* [Exercise aim] The entries that follow need to be reproduced exactly, minus any images.

* [Natural language region descriptions]
▼▼▼

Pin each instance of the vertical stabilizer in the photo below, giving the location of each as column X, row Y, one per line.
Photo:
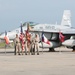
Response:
column 66, row 20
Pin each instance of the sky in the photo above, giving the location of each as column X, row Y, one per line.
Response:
column 13, row 12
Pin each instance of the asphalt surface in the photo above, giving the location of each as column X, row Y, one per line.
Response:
column 61, row 62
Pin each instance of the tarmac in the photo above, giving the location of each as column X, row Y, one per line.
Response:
column 61, row 62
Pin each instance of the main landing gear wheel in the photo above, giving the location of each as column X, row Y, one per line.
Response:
column 51, row 50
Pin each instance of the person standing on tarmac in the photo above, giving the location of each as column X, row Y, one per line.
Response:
column 17, row 44
column 33, row 46
column 37, row 43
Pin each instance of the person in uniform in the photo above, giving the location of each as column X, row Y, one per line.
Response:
column 17, row 44
column 33, row 46
column 37, row 43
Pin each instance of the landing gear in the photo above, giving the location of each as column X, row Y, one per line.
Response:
column 73, row 49
column 51, row 50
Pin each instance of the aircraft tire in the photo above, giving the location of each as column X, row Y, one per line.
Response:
column 51, row 50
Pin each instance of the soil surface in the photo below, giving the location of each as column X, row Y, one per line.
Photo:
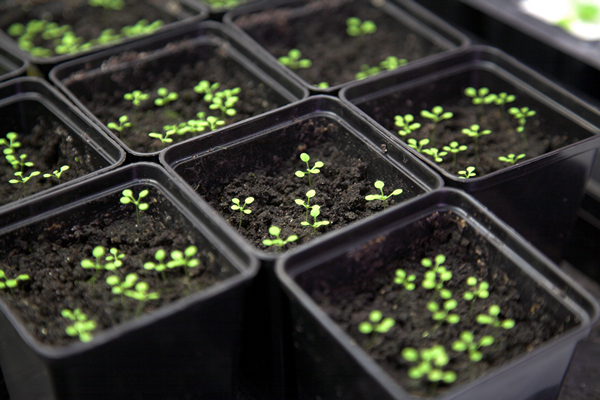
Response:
column 51, row 252
column 318, row 30
column 88, row 22
column 349, row 300
column 105, row 100
column 49, row 146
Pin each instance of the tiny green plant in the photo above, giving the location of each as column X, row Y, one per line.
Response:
column 309, row 171
column 475, row 133
column 242, row 207
column 120, row 127
column 430, row 364
column 379, row 185
column 511, row 158
column 136, row 97
column 294, row 60
column 11, row 283
column 467, row 173
column 406, row 124
column 128, row 198
column 356, row 27
column 278, row 241
column 82, row 326
column 57, row 173
column 315, row 211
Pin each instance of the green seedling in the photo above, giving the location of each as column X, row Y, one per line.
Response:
column 294, row 61
column 139, row 206
column 207, row 89
column 356, row 27
column 57, row 173
column 418, row 146
column 242, row 208
column 379, row 185
column 23, row 180
column 120, row 127
column 309, row 195
column 82, row 326
column 136, row 97
column 469, row 172
column 511, row 158
column 406, row 124
column 430, row 364
column 165, row 97
column 435, row 154
column 11, row 283
column 454, row 148
column 475, row 133
column 276, row 231
column 309, row 171
column 468, row 343
column 315, row 211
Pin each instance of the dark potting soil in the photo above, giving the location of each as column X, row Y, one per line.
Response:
column 349, row 300
column 180, row 70
column 49, row 145
column 341, row 187
column 318, row 30
column 503, row 140
column 88, row 22
column 50, row 252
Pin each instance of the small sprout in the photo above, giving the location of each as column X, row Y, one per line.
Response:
column 11, row 283
column 165, row 97
column 511, row 158
column 356, row 27
column 314, row 170
column 243, row 210
column 467, row 343
column 467, row 173
column 82, row 326
column 406, row 124
column 379, row 185
column 430, row 364
column 136, row 97
column 294, row 61
column 123, row 123
column 275, row 231
column 139, row 206
column 315, row 212
column 474, row 132
column 57, row 173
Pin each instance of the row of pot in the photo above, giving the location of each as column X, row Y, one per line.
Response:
column 243, row 332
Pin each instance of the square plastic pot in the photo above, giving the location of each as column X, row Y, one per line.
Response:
column 180, row 11
column 125, row 68
column 31, row 107
column 190, row 347
column 279, row 26
column 330, row 363
column 538, row 197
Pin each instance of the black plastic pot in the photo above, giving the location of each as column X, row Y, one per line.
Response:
column 190, row 347
column 31, row 107
column 330, row 364
column 143, row 62
column 182, row 11
column 538, row 197
column 284, row 22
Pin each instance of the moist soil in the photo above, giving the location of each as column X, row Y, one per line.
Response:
column 348, row 301
column 340, row 186
column 51, row 252
column 87, row 22
column 172, row 72
column 49, row 146
column 318, row 30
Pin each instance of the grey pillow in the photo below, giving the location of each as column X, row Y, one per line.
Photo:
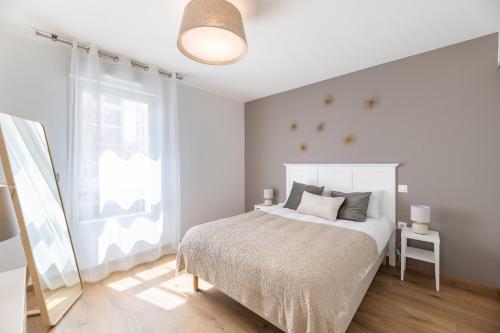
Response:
column 298, row 189
column 354, row 207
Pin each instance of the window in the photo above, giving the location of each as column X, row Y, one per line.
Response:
column 115, row 141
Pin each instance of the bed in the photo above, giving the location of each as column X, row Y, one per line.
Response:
column 300, row 272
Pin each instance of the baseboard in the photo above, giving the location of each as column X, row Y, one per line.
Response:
column 461, row 282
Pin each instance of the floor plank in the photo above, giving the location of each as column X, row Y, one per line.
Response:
column 149, row 298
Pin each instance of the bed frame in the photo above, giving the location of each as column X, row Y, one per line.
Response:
column 352, row 178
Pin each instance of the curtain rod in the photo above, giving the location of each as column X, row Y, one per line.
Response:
column 102, row 53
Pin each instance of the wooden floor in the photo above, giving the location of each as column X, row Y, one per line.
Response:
column 149, row 298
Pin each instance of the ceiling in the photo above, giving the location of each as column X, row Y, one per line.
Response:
column 292, row 43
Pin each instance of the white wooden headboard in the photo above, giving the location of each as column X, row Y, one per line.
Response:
column 351, row 178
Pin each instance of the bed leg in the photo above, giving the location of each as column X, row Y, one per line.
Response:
column 392, row 249
column 195, row 283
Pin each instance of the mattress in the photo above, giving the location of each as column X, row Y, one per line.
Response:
column 379, row 229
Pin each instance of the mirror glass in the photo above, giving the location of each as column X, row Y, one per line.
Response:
column 43, row 217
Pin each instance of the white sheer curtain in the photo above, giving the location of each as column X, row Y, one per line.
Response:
column 123, row 166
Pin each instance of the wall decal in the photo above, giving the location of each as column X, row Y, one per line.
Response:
column 370, row 103
column 348, row 139
column 328, row 99
column 320, row 127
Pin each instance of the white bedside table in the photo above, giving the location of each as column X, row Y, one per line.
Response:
column 260, row 206
column 419, row 254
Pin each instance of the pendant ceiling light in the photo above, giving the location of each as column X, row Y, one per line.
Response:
column 212, row 32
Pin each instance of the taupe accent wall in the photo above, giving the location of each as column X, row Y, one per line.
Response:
column 439, row 116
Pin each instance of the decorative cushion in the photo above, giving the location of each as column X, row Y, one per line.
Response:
column 355, row 205
column 320, row 206
column 295, row 196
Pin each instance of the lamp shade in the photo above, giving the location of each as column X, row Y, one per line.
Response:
column 212, row 32
column 8, row 220
column 268, row 193
column 421, row 214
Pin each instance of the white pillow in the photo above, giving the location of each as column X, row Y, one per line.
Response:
column 374, row 204
column 320, row 206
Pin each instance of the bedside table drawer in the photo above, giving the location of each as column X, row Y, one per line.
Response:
column 419, row 254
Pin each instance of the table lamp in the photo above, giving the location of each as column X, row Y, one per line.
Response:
column 8, row 220
column 268, row 196
column 421, row 217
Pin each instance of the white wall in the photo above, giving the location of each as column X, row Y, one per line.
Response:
column 212, row 157
column 33, row 84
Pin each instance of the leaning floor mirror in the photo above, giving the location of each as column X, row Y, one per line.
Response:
column 29, row 172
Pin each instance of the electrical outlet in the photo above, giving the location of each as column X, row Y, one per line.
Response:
column 403, row 188
column 402, row 224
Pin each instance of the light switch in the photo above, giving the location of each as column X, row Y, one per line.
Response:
column 403, row 188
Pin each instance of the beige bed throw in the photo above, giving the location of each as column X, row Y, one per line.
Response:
column 300, row 276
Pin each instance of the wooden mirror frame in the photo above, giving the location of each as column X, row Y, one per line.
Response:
column 49, row 319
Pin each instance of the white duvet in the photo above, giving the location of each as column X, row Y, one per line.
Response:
column 379, row 229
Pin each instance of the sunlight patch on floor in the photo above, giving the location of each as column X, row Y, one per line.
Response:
column 184, row 283
column 124, row 283
column 54, row 302
column 154, row 272
column 164, row 299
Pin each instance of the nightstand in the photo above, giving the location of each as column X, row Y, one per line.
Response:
column 419, row 254
column 260, row 206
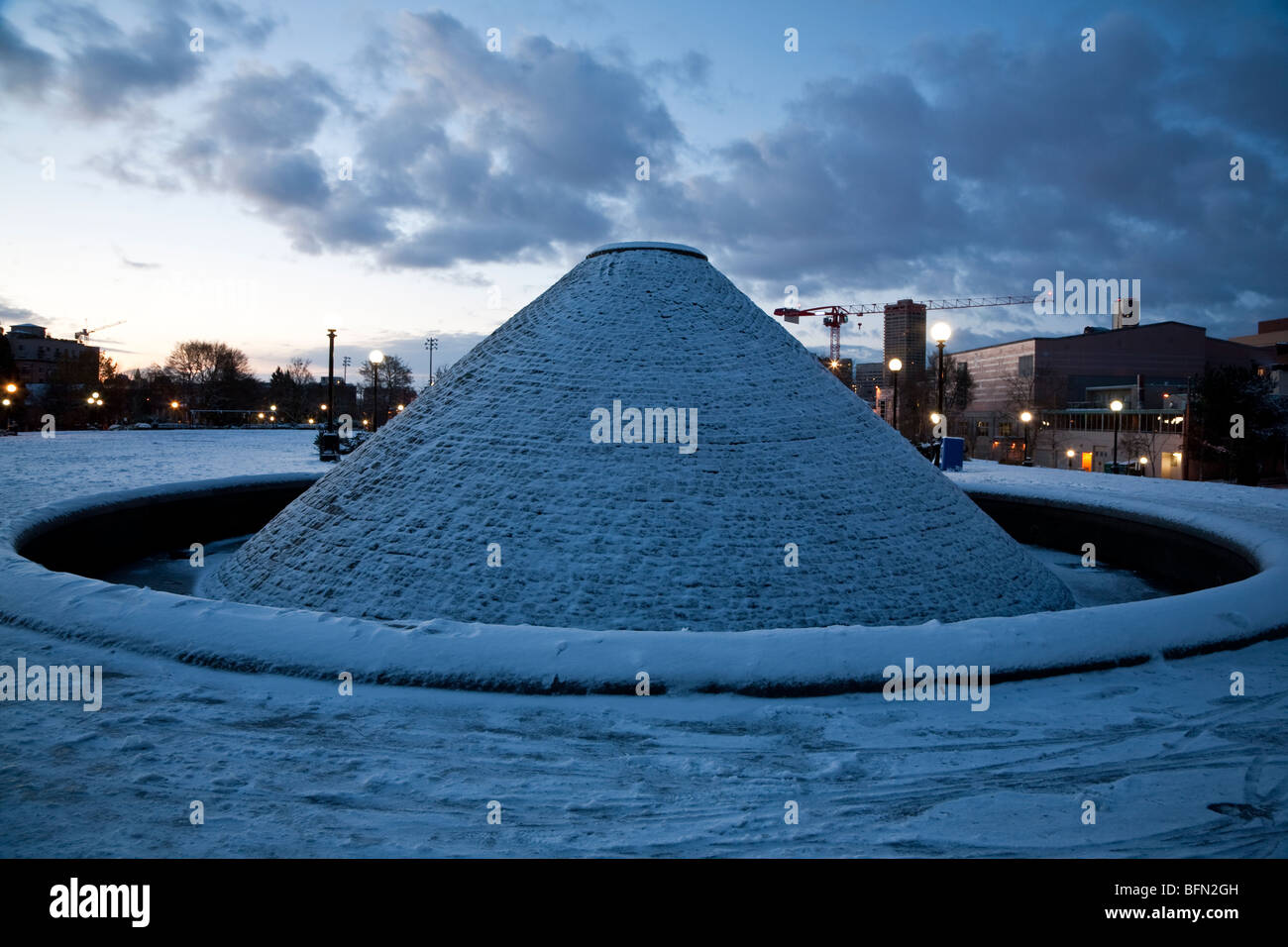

▲▲▲

* [Task response]
Pin each instance of the vertical stabilizer in the photo below, giving the location of each as column X, row Y, one per line.
Photo:
Response:
column 66, row 20
Pin each instance of the sky in the photo above, giving the location of each as column X, row Y, one per line.
Response:
column 13, row 12
Pin each instance of the asphalt surface in the photo above, giving the location of each as column X, row Y, one per line.
Response:
column 61, row 62
Pin each instance of the tarmac in the photo above, giving the location of each as column X, row Y, one per line.
Response:
column 61, row 62
Pin each instance of the main landing gear wheel in the photo above, giving the location of each as column X, row Y, one per line.
Response:
column 51, row 50
Pin each instance of the person standing on tarmac in the photo above, giving the location of each as column X, row Y, one per line.
Response:
column 17, row 44
column 33, row 46
column 37, row 43
Pin each instance of the person in uniform in the photo above, giving the location of each as column X, row Y, one per line.
Response:
column 17, row 44
column 33, row 46
column 37, row 43
Pin each instance of the landing gear in the photo above, giving the location of each as column X, row Y, one per line.
Response:
column 73, row 49
column 51, row 50
Pin each instance of the aircraft tire in the photo above, giving the location of each as column X, row Y, one per line.
Response:
column 51, row 50
Pin each instance of the soil surface in the photo below, giving the location of each as column X, row Y, one per line.
Photo:
Response:
column 51, row 252
column 318, row 30
column 88, row 22
column 349, row 300
column 105, row 100
column 49, row 146
Pin each instance of the tiny green plant in the photo above, giving the location of each as column X, row Y, one per line.
Response:
column 309, row 171
column 475, row 133
column 242, row 207
column 120, row 127
column 430, row 364
column 379, row 185
column 511, row 158
column 136, row 97
column 294, row 60
column 11, row 283
column 467, row 173
column 406, row 124
column 128, row 198
column 356, row 27
column 278, row 241
column 82, row 326
column 57, row 173
column 315, row 211
Pin each instance of the green seedling in the photo above, giving the location of each as column X, row Y, one per line.
Response:
column 294, row 61
column 139, row 206
column 207, row 89
column 356, row 27
column 57, row 173
column 418, row 146
column 242, row 208
column 379, row 185
column 23, row 180
column 120, row 127
column 309, row 195
column 82, row 326
column 136, row 97
column 469, row 172
column 511, row 158
column 406, row 124
column 430, row 364
column 165, row 97
column 435, row 154
column 11, row 283
column 454, row 148
column 475, row 133
column 276, row 231
column 309, row 171
column 468, row 343
column 315, row 211
Pin each instance of the dark potting soil in the photo above, giving the location of each as column X, row Y, one per line.
Response:
column 349, row 300
column 180, row 70
column 49, row 145
column 341, row 187
column 318, row 30
column 503, row 140
column 88, row 22
column 50, row 252
Pin each instance of the small sprout in the photo above, giving the location of each as column X, row Y, one per line.
Response:
column 11, row 283
column 165, row 97
column 511, row 158
column 356, row 27
column 314, row 170
column 243, row 210
column 467, row 343
column 467, row 173
column 82, row 326
column 406, row 124
column 379, row 185
column 430, row 364
column 136, row 97
column 294, row 61
column 123, row 123
column 275, row 231
column 139, row 206
column 315, row 212
column 474, row 132
column 57, row 173
Pin each instance of the row of pot in the photo above, giving the location of each as column X, row Y, one per line.
Response:
column 243, row 332
Pin each instance of the square plastic pot in the photo above, giving the location of each as column X, row Y, one per line.
Response:
column 180, row 11
column 125, row 68
column 31, row 107
column 190, row 347
column 279, row 26
column 330, row 363
column 538, row 197
Pin each instance of the black plastic pot in the photo above, giving the location of each as column X, row Y, one per line.
Response:
column 190, row 347
column 31, row 107
column 330, row 364
column 143, row 62
column 182, row 11
column 538, row 197
column 284, row 22
Pin each instance of the moist soil in the photo above, giving the location of each as column X, row Y, one per line.
Response:
column 348, row 301
column 340, row 186
column 51, row 252
column 87, row 22
column 172, row 72
column 49, row 146
column 318, row 30
Pin each instance of the grey pillow in the photo below, giving the location of each as column X, row Y, one per line.
Photo:
Response:
column 298, row 189
column 354, row 207
Pin each instance of the window in the photo above, giving the location of each as column X, row Y, one per line.
Response:
column 115, row 141
Pin each instance of the bed in the photo above, giving the location of each as column X, row Y, one per line.
Response:
column 300, row 272
Pin each instance of the baseboard in the photo above, giving the location of each as column X, row Y, one per line.
Response:
column 461, row 282
Pin each instance of the floor plank in the photo above, giving the location of each as column X, row Y, one per line.
Response:
column 149, row 298
Pin each instance of the bed frame in the photo above, giving the location of each as column X, row Y, one per line.
Response:
column 352, row 178
Pin each instance of the curtain rod in the photo above, giving the location of each as column X, row Y, one per line.
Response:
column 102, row 53
Pin each instance of the wooden floor in the photo above, giving the location of each as column X, row Y, one per line.
Response:
column 149, row 298
Pin each instance of the ceiling in the photo above, giving the location of each as column X, row Y, one per line.
Response:
column 292, row 43
Pin each instance of the white wooden headboard in the photo above, giving the location of each as column X, row Y, one per line.
Response:
column 351, row 178
Pin each instance of the bed leg in the photo above, giving the location of each as column X, row Y, one per line.
Response:
column 392, row 249
column 195, row 283
Pin each instance of the mattress in the photo above, giving the location of each as column X, row Y, one per line.
Response:
column 379, row 229
Pin each instance of the mirror glass in the photo above, giving the location of each as column X, row Y, one per line.
Response:
column 43, row 217
Pin each instance of the white sheer curtain in the photo above, giving the location of each as column X, row Y, one per line.
Response:
column 123, row 166
Pin each instance of the wall decal in the photo above, giving the location of each as column X, row Y, one per line.
Response:
column 370, row 103
column 348, row 139
column 328, row 99
column 320, row 127
Pin each instance of the white bedside table in the photo above, giving the location of each as column X, row Y, one per line.
Response:
column 260, row 206
column 419, row 254
Pin each instance of the pendant ceiling light in the photo above, giving the location of each as column X, row Y, one per line.
Response:
column 212, row 32
Pin each instance of the taupe accent wall in the photo above, giving the location of each as column X, row Y, one per line.
Response:
column 439, row 116
Pin each instance of the decorative cushion in the photo above, giving the location of each as column X, row Y, one per line.
Response:
column 355, row 205
column 320, row 206
column 295, row 196
Pin each instance of the lamp shade in the photo above, giving the location of each as column X, row Y, one per line.
Response:
column 212, row 32
column 8, row 220
column 268, row 193
column 421, row 214
Pin each instance of the white pillow in the photo above, giving the location of each as column X, row Y, one per line.
Response:
column 374, row 204
column 320, row 206
Pin each instance of the bedside table drawer in the photo above, giving the location of each as column X, row Y, one per line.
Response:
column 419, row 254
Pin each instance of the table lamp in the photo above, giving the location of each as column X, row Y, one per line.
Response:
column 8, row 220
column 268, row 196
column 421, row 217
Pin each instance of the white wall in the photo above, giving the location of each as column X, row Y, one per line.
Response:
column 212, row 157
column 33, row 84
Pin each instance of the leaning floor mirror in the photo above, giving the location of each as column X, row Y, one per line.
Response:
column 29, row 172
Pin each instance of the electrical outlet in the photo above, giving the location of each as column X, row Y, one per line.
Response:
column 403, row 188
column 402, row 224
Pin each instance of the light switch in the photo above, giving the location of each as column X, row Y, one per line.
Response:
column 403, row 188
Pin each instance of the beige bed throw in the photo above, giving the location of each as column X, row Y, one per line.
Response:
column 300, row 276
Pin each instance of the wooden mirror frame in the photo above, giving the location of each as column X, row Y, one per line.
Response:
column 49, row 319
Pin each instance of the white duvet in the photo above, giving the location of each as column X, row Y, one per line.
Response:
column 379, row 229
Pin each instance of the sunlight patch on floor in the photo above, giving the location of each as column X, row Y, one per line.
Response:
column 184, row 283
column 124, row 283
column 54, row 302
column 154, row 272
column 164, row 299
Pin each instance of the nightstand in the photo above, giving the location of each as column X, row Y, one per line.
Response:
column 419, row 254
column 260, row 206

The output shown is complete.